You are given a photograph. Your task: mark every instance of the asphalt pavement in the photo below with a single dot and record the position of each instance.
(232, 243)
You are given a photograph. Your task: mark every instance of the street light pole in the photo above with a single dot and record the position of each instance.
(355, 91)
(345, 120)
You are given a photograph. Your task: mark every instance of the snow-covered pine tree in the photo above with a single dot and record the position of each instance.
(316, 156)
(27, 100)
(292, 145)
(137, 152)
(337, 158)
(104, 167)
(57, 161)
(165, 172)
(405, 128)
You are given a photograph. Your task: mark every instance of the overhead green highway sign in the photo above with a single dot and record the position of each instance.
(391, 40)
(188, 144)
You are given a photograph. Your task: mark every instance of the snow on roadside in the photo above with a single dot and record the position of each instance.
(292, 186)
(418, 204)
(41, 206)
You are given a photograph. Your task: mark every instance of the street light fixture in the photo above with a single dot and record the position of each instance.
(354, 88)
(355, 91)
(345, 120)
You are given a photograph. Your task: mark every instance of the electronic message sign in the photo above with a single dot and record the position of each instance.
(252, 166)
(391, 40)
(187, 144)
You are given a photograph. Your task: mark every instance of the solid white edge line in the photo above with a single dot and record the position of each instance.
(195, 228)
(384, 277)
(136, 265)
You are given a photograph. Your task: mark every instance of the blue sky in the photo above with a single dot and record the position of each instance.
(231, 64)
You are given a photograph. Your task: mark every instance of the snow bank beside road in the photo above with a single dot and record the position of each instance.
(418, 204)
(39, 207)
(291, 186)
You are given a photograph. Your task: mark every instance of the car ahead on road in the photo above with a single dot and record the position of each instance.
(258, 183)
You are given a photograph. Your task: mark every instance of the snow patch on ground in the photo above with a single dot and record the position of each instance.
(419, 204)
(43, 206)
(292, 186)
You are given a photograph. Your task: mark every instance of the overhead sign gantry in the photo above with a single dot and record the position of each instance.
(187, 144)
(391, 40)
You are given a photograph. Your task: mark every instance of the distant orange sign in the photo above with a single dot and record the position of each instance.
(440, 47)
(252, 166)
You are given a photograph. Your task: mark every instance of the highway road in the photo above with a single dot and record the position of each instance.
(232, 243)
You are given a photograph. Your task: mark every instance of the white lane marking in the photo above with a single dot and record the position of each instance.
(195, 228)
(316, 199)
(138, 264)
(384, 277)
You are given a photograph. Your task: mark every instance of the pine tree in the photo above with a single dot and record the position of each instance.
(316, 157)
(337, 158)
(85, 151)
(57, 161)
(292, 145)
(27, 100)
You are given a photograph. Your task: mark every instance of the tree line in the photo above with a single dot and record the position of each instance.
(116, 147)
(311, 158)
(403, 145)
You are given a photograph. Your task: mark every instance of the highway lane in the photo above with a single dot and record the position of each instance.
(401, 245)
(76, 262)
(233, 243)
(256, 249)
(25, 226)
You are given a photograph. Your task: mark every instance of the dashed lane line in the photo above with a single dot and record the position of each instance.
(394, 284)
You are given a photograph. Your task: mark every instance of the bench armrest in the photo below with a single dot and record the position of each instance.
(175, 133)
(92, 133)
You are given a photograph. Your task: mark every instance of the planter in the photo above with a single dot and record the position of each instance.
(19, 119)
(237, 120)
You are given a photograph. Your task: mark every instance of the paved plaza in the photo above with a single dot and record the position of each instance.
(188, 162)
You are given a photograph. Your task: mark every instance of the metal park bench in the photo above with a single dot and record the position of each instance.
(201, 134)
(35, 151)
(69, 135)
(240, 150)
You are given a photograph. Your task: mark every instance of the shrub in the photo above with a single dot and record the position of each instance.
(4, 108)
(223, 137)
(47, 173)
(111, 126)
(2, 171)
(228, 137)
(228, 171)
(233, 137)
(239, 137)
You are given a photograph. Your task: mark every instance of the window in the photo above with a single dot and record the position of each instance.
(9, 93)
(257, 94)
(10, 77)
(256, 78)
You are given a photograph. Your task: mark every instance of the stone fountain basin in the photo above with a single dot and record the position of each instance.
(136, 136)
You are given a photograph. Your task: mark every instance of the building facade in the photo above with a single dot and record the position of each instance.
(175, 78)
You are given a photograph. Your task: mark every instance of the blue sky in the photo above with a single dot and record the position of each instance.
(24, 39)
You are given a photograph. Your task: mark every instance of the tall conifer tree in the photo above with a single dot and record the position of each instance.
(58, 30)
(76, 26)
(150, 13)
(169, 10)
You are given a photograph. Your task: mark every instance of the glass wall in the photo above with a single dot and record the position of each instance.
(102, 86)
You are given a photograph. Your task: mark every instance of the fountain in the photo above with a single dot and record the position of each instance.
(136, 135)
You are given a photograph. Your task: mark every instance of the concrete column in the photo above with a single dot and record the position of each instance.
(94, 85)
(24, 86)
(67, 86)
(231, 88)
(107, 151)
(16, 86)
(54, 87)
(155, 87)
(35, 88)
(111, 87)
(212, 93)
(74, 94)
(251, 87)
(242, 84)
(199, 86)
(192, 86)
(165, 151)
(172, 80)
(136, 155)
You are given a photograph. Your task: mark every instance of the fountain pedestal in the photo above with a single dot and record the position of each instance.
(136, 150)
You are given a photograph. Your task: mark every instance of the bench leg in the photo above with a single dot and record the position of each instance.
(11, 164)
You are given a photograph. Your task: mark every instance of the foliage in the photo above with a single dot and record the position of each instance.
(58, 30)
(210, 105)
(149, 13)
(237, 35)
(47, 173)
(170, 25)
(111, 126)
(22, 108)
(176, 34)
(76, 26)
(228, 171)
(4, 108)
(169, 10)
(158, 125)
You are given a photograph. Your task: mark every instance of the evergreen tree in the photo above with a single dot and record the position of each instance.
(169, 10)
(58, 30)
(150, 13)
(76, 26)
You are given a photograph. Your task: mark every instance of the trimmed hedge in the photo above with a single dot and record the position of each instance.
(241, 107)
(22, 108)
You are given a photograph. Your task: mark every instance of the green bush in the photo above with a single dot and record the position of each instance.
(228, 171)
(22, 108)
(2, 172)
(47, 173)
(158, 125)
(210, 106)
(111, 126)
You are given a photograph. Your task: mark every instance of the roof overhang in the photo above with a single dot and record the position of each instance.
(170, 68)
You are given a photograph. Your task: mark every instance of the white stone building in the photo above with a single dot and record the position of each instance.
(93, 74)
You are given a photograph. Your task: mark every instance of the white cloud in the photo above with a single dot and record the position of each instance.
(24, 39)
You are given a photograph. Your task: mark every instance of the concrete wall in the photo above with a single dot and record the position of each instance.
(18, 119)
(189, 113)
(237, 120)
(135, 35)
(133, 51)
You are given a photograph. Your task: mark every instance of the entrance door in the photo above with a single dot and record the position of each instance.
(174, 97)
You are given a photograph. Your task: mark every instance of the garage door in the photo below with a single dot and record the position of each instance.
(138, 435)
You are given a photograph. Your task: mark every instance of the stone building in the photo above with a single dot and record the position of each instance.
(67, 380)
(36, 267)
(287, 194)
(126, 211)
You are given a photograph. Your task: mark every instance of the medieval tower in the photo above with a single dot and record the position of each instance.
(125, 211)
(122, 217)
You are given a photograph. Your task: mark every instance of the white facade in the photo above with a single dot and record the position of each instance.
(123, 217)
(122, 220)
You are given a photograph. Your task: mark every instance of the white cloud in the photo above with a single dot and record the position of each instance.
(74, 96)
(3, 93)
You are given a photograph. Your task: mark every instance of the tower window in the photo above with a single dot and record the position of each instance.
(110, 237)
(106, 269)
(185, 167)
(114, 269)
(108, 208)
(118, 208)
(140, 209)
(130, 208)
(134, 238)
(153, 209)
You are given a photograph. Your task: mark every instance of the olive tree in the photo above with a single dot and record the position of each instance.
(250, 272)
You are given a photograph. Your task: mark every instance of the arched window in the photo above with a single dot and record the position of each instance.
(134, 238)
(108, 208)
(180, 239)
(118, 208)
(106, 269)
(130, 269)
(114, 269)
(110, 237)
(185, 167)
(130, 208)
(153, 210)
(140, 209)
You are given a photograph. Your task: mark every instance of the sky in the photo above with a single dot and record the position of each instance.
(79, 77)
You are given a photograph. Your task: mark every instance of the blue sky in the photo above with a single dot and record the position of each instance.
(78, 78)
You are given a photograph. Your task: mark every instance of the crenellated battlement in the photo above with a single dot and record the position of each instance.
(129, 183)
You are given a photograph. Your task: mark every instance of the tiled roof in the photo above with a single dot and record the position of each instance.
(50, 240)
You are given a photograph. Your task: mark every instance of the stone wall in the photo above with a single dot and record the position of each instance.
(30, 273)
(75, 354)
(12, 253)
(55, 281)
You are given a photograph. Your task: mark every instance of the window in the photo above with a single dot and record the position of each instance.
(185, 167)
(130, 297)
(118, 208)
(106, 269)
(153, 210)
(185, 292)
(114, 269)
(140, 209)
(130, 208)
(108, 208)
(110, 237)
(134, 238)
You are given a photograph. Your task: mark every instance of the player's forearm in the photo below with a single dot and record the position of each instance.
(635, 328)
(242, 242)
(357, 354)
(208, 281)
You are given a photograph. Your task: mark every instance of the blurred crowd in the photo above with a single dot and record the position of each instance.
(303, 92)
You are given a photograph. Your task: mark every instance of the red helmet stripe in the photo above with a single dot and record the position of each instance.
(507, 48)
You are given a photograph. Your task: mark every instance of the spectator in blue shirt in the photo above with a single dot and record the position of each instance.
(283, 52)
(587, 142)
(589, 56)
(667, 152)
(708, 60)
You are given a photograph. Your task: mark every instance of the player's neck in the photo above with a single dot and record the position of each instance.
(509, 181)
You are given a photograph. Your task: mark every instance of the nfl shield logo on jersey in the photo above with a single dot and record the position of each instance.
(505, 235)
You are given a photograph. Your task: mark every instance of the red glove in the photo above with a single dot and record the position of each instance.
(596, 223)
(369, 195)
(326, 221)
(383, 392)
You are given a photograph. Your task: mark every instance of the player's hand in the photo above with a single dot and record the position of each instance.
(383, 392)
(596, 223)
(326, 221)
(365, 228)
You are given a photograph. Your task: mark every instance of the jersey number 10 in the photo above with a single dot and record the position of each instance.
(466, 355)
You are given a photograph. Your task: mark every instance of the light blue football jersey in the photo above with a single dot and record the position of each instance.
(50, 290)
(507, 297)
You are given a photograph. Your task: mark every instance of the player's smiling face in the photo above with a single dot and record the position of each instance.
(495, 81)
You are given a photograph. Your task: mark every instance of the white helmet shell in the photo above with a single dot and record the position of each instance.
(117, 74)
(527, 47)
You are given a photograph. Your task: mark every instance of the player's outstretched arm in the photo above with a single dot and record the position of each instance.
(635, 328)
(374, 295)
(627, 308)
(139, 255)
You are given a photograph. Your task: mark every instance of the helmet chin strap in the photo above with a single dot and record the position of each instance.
=====
◆ YOUR TASK: Format the items, from the line with "the player's smiling" through the end of the items, as a Markdown table with the columns No. and Text: one numbered row per line, leaving out blank lines.

◆ ANSWER BELOW:
| No. | Text |
|---|---|
| 1 | You are given a photograph. Your task: mark every instance of the player's smiling face in the photo above with a single dot and record the position of each instance. |
| 2 | (495, 81) |
| 3 | You are given a photograph. Your task: mark every instance of the white helmet shell in the photo above with a single dot and record the position of each instance. |
| 4 | (117, 74) |
| 5 | (527, 47) |
| 6 | You are given a photograph. Your task: mark every instance of the player's outstretched arm in the photo above with a single dot and record the position of each instance. |
| 7 | (635, 328) |
| 8 | (374, 295) |
| 9 | (627, 308) |
| 10 | (139, 255) |
| 11 | You are given a photograph. Your task: mark every instance of the helmet chin strap in the photo above with a single dot and record the position of each instance. |